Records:

— START —

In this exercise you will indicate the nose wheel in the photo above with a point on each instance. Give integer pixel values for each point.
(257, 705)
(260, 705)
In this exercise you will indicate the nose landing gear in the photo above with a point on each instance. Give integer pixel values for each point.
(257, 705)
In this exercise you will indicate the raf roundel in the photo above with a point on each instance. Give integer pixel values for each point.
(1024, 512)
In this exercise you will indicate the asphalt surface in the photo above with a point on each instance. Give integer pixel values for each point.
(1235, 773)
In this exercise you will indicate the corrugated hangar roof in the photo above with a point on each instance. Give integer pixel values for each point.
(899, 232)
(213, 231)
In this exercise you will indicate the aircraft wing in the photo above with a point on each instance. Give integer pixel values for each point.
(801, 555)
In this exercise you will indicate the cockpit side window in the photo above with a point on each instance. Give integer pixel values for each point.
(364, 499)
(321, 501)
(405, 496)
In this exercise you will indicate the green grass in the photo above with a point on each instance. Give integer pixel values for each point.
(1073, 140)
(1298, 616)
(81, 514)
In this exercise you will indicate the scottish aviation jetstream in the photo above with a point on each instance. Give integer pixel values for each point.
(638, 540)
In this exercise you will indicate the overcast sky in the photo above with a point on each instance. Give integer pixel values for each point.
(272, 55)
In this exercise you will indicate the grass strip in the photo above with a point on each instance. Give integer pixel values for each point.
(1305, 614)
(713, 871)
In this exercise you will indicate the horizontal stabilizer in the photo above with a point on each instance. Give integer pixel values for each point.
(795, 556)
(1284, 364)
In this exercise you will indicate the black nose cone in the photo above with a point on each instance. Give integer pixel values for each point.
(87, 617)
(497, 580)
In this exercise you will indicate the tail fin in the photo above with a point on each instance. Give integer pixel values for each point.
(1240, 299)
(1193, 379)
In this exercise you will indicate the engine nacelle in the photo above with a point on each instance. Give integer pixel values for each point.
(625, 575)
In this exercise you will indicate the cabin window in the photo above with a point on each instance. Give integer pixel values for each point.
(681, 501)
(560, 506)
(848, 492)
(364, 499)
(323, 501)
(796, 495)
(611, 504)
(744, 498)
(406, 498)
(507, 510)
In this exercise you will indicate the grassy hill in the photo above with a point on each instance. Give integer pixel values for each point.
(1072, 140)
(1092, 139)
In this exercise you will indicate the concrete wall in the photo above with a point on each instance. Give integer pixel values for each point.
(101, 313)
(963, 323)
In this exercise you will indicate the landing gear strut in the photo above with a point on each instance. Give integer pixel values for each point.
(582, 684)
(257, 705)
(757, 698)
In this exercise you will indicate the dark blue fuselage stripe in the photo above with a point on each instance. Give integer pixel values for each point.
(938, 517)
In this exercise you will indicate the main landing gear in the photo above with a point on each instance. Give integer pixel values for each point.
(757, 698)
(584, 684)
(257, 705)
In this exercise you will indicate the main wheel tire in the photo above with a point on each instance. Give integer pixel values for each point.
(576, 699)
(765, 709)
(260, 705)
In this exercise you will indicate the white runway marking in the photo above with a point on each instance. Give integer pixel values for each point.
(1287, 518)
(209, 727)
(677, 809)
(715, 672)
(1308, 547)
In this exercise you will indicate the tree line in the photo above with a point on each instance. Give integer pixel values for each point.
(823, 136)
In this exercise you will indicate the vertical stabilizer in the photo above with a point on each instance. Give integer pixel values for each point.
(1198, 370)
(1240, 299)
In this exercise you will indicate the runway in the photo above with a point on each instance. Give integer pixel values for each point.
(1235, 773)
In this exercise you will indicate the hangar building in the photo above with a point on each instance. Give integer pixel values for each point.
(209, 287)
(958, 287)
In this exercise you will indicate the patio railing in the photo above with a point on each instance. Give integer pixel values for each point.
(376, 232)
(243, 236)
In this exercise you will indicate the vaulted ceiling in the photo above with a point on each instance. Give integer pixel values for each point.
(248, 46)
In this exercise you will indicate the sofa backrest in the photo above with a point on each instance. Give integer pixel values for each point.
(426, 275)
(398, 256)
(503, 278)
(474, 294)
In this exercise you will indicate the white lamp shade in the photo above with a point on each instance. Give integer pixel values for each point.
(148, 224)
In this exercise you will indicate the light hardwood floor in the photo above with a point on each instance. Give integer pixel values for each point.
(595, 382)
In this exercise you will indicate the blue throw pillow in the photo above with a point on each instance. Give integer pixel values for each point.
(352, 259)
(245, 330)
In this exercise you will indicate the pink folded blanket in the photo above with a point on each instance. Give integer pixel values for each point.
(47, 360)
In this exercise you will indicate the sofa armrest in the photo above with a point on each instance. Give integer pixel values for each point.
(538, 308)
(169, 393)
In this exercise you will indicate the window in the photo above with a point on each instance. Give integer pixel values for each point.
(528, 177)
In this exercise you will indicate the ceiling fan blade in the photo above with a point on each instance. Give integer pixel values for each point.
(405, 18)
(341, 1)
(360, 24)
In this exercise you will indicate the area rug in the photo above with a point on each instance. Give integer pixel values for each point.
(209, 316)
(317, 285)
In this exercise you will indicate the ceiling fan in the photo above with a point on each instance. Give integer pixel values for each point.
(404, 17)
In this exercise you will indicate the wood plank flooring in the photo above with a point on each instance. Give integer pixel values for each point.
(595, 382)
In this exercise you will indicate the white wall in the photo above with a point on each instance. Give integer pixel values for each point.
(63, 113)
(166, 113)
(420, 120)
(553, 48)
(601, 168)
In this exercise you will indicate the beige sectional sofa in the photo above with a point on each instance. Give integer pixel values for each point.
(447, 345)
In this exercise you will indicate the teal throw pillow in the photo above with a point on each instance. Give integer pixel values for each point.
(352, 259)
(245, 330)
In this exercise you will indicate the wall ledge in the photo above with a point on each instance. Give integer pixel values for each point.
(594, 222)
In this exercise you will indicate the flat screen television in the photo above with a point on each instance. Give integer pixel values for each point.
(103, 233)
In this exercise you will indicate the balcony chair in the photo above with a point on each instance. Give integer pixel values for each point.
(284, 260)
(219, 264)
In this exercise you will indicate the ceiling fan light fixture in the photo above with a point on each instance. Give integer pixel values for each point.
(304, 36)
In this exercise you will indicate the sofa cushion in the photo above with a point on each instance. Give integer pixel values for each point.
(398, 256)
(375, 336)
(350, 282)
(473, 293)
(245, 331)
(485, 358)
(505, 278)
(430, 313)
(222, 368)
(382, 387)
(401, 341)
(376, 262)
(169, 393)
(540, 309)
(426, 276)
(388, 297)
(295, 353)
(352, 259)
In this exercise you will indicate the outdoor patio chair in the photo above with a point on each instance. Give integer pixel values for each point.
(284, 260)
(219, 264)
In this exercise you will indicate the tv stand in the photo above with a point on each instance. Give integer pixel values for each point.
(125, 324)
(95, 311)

— END —

REQUIRED TASK: Copy out the lines above word for word, everything from the very first one down to the one containing "(1024, 512)", with both of those lines included.

RESULT:
In this exercise you will indicate the nose wheel in the photo above with a point on each instance. Give integer pixel values for each point.
(257, 705)
(260, 705)
In this exercise you will indicate the nose landing gear in the photo above with a point on each instance. Give integer pixel values for each point.
(257, 705)
In this exercise you will indicate the raf roundel in the photo above with a point on each instance. Give integer pixel values for each point.
(1024, 512)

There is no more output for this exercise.